:: PASSAGE SHOWN ::
━━━━

Ok i see, but very strange. 

They should be very good in the new a-pillars.

Put some ployfill or stuffing like the Focal blackhole behind the driver. That will help will back waves a bit.


----------



## wdemetrius1 (Aug 16, 2007)

Your pillars came out great Bubba!!!


----------



## bigbubba (Mar 23, 2011)

Audible Physics said:


> Ok i see, but very strange.
> 
> They should be very good in the new a-pillars.
> 
> Put some ployfill or stuffing like the Focal blackhole behind the driver. That will help will back waves a bit.


That was my reaction as well....Ok, strange. :laugh:

I'm sure it was something I was not doing correctly. I'll be the first to admit I'm very green when it comes to tuning. The best way I can describe it is it sounded as if both the left and right speaker were connected to the same channel. I could not get the image to center. Maybe if I spent more time with it I could have gotten it to work but I was freaking out due to the amount of time I had till Freeze Fest. Either way this is the new setup and I will make it work.

I have polyfill to put behind the pillars but I wanted to use the Focal Blackhole. Where is a good place to get some?


----------



## DAT (Oct 8, 2006)

bigbubba said:


> That was my reaction as well....Ok, strange. :laugh:
> 
> I'm sure it was something I was not doing correctly. I'll be the first to admit I'm very green when it comes to tuning. The best way I can describe it is it sounded as if both the left and right speaker were connected to the same channel. I could not get the image to center. Maybe if I spent more time with it I could have gotten it to work but I was freaking out due to the amount of time I had till Freeze Fest. Either way this is the new setup and I will make it work.
> 
> I have polyfill to put behind the pillars but I wanted to use the Focal Blackhole. Where is a good place to get some?


I have some good Wool stuff that works wonders, what they use on all the inwall HT setups... makes a big difference...

━━━━

:: Excerpt from a dataset ::
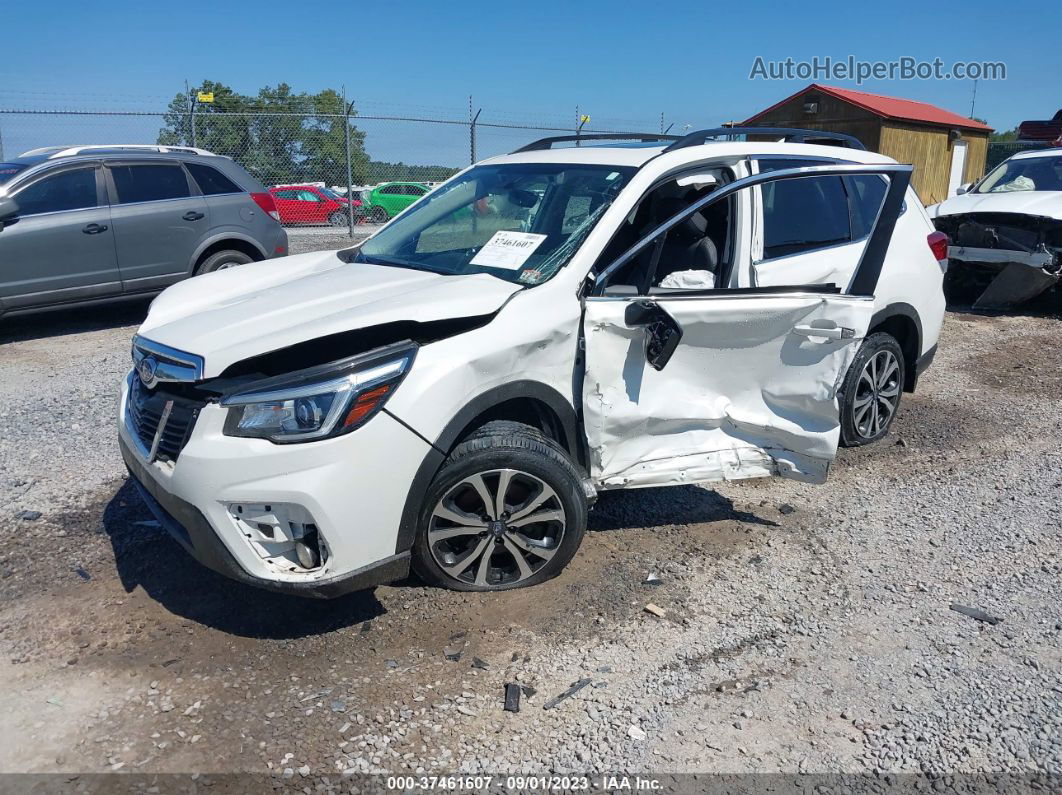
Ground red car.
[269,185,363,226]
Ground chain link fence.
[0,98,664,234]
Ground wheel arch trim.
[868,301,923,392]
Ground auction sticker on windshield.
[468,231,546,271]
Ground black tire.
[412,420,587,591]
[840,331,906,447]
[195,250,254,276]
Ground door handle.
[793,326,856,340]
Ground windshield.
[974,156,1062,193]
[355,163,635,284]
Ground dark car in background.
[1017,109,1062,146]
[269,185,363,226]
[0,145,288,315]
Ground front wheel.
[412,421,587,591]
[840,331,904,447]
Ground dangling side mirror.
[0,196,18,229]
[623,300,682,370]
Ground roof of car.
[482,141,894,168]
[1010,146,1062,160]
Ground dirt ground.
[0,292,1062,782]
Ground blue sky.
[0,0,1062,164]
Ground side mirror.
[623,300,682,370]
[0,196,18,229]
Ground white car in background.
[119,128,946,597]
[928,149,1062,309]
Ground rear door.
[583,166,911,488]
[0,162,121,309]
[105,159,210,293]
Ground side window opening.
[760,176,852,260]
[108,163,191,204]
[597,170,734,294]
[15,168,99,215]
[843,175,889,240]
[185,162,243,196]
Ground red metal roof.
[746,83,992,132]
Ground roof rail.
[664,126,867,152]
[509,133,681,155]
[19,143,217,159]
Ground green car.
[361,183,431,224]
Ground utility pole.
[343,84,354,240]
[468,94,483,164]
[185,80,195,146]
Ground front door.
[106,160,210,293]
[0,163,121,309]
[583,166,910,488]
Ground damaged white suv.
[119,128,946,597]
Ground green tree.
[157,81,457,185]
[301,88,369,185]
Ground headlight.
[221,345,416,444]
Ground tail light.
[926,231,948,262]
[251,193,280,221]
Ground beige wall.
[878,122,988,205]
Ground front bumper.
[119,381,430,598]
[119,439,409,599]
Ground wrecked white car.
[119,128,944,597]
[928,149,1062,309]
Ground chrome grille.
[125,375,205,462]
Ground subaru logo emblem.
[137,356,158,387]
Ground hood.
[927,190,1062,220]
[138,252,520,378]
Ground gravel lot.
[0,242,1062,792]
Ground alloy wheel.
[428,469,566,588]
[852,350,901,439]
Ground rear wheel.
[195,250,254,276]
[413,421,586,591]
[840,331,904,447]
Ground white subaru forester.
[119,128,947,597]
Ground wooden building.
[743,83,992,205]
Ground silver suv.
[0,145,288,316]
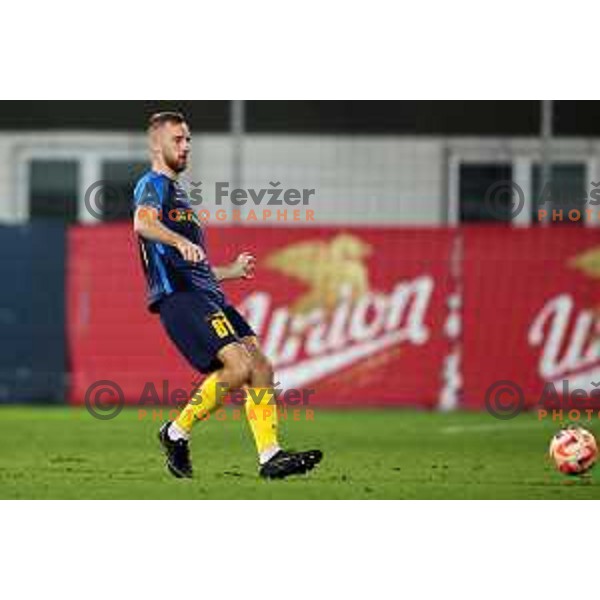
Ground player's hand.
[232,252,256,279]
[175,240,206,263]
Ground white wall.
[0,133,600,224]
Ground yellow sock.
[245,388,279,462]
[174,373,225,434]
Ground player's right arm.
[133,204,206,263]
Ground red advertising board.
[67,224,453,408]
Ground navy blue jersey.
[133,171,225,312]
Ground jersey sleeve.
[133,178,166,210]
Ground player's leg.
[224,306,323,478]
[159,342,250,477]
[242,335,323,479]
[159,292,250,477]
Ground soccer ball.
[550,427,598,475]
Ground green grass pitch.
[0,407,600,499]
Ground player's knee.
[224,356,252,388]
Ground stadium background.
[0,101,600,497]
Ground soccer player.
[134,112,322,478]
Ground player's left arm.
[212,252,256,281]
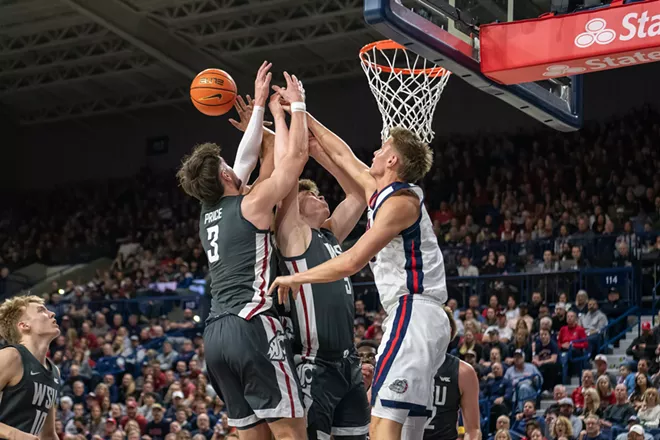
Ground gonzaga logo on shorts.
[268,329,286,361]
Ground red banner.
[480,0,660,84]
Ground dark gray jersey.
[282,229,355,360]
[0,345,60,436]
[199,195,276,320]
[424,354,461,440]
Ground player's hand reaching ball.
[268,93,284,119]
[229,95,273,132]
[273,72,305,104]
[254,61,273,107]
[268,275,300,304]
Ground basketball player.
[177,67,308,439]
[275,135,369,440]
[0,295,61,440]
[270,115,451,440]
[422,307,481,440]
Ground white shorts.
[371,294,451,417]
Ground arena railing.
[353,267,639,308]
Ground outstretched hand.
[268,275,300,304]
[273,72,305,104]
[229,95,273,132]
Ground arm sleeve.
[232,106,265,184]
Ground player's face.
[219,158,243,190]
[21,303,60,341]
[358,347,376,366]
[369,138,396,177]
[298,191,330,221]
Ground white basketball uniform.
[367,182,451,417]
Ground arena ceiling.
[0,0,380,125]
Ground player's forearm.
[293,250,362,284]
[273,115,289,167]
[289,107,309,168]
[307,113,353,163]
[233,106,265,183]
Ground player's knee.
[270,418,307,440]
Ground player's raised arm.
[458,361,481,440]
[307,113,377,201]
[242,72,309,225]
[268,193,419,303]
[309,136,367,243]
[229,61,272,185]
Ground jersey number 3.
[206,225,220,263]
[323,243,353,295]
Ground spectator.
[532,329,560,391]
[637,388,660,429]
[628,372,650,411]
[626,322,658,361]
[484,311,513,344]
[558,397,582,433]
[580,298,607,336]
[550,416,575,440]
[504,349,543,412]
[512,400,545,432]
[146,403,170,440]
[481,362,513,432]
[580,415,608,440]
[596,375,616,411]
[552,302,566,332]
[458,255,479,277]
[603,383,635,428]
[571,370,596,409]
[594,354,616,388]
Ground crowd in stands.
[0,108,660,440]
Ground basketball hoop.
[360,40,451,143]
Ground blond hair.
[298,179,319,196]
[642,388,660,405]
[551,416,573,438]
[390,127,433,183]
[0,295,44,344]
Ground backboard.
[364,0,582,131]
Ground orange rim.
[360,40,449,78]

━━━━

:: TASKS FOR THIS EXERCISE ::
a) In the forum thread, which product does bigbubba want to put behind the pillars instead of polyfill?
b) Rewrite the part of the records that opens with the line containing "Ground white subaru forester." and closes with the line containing "[424,354,461,440]", keeping every request line but multiplying each bounding box coordinate by 1.05 and rounding to whole numbers, with halves rounded up. Omit the picture markers from your answer.

:: IN RESPONSE ::
a) The Focal Blackhole.

b)
Ground white subaru forester.
[125,134,994,627]
Ground wooden building.
[780,87,1042,215]
Ground silver suv.
[0,152,302,332]
Ground player's hand.
[244,265,269,293]
[184,252,216,276]
Ground white wall.
[0,140,630,235]
Ground yellow sock.
[257,407,293,485]
[183,392,236,456]
Ground player's right arm.
[140,214,216,276]
Ground red advertising board.
[70,235,476,428]
Ground navy blue jersey.
[140,180,236,328]
Ground jersey sleeve.
[140,187,174,221]
Ground player's leg.
[235,321,339,502]
[167,359,263,501]
[254,352,339,503]
[167,307,263,501]
Ground soccer ball.
[578,448,628,499]
Ground green grass pitch.
[0,427,630,524]
Ground player's knee.
[235,374,265,407]
Ground stadium background.
[0,106,630,522]
Ground soccer player.
[141,118,338,502]
Ground player's left arm.
[223,265,269,295]
Ground gonzaga logo on shorts.
[281,345,300,379]
Ground red banner.
[504,0,693,88]
Ground dark gray jersey.
[296,240,373,378]
[0,362,63,458]
[209,205,290,336]
[445,372,484,462]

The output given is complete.